--- Provided information ---

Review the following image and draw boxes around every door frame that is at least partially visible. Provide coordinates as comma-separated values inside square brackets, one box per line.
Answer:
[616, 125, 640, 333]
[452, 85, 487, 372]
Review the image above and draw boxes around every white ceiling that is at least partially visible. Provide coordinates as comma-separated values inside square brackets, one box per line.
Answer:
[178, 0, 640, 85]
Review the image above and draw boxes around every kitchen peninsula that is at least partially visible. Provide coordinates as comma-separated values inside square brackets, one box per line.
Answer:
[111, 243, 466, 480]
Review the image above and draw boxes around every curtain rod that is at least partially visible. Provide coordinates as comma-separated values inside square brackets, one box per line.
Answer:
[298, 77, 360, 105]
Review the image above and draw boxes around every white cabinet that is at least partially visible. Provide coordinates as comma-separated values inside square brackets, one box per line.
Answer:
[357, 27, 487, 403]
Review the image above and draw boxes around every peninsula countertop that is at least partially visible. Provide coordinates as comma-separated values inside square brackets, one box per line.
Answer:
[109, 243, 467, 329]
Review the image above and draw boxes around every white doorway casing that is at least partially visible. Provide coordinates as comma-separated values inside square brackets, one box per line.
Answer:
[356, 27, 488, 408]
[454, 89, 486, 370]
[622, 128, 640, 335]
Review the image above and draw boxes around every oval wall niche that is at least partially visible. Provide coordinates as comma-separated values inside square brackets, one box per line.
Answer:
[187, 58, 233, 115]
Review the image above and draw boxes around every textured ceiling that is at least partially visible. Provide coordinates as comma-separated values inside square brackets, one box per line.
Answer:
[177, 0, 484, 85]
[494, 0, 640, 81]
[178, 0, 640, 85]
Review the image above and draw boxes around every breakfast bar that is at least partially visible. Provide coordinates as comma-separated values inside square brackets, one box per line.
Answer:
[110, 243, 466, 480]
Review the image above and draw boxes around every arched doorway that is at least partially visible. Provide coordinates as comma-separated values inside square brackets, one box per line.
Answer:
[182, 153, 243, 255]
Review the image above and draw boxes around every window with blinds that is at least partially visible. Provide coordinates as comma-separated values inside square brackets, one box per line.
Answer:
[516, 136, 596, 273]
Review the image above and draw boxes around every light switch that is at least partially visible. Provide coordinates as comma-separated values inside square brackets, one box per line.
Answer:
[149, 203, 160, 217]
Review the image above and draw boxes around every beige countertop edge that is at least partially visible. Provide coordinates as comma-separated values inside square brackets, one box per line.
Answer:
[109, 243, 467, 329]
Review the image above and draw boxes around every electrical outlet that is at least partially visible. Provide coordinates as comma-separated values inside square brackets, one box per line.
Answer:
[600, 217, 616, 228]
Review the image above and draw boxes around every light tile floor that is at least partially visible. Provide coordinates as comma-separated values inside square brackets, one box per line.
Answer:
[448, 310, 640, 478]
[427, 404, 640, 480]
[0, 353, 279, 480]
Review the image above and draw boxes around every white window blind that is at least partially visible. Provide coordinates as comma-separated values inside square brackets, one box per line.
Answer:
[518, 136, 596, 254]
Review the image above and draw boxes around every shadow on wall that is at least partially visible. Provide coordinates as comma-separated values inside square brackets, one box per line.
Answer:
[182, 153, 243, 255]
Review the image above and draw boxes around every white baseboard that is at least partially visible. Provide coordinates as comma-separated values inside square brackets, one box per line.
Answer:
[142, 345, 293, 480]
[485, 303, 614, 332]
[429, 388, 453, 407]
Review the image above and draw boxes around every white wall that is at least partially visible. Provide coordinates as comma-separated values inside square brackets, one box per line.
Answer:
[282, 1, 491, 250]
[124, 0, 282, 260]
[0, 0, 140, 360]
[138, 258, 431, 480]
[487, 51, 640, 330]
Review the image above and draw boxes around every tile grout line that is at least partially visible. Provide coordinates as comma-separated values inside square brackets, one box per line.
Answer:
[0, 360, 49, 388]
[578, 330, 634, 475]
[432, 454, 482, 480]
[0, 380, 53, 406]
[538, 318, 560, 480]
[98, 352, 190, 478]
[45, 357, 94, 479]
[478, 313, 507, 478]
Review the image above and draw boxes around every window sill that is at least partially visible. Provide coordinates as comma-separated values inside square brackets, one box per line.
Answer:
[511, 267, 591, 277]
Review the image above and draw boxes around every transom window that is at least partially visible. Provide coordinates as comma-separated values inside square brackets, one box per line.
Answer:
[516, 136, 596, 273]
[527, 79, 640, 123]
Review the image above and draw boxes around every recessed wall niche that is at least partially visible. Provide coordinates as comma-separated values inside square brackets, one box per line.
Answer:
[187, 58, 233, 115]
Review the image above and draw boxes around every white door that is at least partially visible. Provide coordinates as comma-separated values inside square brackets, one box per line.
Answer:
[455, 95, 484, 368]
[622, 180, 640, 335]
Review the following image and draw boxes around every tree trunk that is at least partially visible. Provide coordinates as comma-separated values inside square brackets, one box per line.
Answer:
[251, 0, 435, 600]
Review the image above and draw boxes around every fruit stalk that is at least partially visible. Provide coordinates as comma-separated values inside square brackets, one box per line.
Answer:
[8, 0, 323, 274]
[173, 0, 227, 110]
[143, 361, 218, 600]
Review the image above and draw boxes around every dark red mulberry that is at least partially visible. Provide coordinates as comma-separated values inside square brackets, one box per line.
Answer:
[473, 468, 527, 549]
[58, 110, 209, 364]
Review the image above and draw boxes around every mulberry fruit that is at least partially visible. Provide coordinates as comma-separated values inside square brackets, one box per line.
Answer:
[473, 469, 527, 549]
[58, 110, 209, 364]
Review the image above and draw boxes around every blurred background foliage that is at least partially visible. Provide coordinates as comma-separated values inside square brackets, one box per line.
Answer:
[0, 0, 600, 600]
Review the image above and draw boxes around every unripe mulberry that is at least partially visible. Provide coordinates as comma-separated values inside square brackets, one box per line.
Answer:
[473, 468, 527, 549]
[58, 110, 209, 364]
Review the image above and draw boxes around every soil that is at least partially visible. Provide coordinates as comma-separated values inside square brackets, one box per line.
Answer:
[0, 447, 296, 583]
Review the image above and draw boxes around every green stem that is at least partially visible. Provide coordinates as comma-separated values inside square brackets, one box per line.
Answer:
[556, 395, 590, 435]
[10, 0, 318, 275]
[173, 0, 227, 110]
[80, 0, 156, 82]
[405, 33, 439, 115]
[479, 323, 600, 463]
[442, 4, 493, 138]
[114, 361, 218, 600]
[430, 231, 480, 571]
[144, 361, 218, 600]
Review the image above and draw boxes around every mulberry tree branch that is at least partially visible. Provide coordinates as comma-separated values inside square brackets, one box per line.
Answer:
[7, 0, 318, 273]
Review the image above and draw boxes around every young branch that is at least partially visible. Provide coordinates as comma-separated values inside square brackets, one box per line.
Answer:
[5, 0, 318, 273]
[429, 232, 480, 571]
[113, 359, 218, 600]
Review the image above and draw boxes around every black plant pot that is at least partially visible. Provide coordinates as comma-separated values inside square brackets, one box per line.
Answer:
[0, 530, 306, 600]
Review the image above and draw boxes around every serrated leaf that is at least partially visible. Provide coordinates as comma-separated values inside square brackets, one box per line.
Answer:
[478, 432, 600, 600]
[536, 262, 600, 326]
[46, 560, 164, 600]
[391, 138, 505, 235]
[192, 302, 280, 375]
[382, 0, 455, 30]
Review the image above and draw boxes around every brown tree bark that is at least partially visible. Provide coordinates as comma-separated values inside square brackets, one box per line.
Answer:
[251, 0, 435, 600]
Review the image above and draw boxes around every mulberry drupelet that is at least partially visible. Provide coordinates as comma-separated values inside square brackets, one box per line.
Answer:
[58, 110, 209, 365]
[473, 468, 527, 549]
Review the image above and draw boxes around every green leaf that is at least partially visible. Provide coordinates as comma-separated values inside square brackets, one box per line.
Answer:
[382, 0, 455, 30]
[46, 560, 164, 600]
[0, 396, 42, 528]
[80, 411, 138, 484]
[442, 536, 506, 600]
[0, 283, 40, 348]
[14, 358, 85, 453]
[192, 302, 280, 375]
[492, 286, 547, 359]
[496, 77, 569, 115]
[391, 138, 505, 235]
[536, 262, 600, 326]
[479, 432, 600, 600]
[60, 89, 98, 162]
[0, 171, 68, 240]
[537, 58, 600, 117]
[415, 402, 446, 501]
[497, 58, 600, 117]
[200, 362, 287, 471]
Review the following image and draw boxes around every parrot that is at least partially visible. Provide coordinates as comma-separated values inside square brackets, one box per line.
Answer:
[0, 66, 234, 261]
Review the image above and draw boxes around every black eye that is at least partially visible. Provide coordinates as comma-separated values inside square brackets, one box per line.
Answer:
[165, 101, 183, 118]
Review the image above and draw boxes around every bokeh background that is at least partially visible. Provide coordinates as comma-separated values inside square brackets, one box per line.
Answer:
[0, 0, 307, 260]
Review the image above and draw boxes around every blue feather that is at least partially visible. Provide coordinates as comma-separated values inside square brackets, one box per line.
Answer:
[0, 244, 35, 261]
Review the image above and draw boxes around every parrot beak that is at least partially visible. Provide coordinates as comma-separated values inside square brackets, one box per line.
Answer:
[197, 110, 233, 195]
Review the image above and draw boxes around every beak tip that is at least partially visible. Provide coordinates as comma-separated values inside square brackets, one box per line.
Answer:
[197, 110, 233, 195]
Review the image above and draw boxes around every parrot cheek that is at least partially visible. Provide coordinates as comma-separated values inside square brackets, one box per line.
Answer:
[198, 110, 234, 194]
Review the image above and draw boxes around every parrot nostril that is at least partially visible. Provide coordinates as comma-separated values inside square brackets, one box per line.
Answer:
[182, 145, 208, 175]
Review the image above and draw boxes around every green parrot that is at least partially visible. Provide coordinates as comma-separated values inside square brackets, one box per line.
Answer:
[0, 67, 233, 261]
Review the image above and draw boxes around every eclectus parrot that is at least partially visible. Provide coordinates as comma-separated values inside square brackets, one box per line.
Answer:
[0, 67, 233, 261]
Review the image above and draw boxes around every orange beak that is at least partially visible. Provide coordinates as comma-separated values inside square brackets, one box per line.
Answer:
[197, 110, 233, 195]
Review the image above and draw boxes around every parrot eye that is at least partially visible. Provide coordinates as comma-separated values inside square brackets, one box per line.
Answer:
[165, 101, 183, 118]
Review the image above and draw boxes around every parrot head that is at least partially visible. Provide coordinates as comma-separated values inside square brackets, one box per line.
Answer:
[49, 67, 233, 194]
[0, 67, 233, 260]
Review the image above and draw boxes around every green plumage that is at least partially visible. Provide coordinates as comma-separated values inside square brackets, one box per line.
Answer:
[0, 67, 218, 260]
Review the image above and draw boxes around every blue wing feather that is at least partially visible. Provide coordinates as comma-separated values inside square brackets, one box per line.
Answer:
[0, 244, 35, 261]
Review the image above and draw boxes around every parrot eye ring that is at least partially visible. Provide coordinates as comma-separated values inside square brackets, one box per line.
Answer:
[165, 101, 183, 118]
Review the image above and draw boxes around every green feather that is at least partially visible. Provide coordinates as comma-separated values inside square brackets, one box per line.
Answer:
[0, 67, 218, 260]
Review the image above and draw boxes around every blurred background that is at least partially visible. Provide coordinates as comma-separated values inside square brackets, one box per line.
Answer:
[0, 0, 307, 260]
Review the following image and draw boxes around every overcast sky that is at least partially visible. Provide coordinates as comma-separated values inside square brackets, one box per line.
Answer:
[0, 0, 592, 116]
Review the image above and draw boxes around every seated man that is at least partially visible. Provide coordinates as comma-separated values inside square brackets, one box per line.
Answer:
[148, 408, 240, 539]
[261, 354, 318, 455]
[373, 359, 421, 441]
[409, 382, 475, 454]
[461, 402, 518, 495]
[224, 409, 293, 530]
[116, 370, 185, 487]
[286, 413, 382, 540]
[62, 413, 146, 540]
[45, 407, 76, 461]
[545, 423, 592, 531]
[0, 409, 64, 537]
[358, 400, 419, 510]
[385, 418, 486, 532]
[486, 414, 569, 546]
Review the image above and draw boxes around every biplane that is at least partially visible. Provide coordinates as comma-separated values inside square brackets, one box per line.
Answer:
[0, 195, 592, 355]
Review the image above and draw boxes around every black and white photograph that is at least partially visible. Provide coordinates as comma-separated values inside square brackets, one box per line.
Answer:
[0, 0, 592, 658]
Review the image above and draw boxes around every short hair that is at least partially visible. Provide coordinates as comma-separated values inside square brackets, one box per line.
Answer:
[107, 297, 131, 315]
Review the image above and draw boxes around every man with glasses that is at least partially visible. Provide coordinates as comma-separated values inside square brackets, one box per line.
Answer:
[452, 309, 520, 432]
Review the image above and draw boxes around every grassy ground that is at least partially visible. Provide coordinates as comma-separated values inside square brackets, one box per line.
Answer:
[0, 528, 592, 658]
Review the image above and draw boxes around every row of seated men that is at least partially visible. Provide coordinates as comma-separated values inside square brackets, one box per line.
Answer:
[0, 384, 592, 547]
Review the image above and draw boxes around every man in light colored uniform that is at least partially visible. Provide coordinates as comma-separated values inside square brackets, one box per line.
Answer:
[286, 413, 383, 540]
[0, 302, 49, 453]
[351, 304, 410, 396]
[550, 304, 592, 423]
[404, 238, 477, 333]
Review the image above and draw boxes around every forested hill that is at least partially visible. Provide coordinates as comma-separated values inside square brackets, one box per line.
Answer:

---

Express the rows above, everything from the line containing "Review the image above and draw boxes around every man with" down to the line containing "[0, 384, 592, 547]", as a two-column CSV headed instruction and answer. Give one CSV line per row, with each value in a single quoted field and its line breaks replaced by spaces.

## Written reply
instruction,answer
"Review the image above and draw boxes around every man with glasses that is at least partially visible. Provide coordinates as comma-separated values inside square brackets, one box per line. Answer:","[452, 309, 520, 432]"
"Review the image above and draw boxes around every grassy ground that is at least partially visible. Provide coordinates as comma-separated values inside square brackets, one box per line. Answer:","[0, 528, 592, 658]"
"Review the image above and draw boxes around every row of seated men that is at least partially visible. Provide coordinates as comma-separated values inside square brackets, one box per line. Answer:","[0, 384, 592, 547]"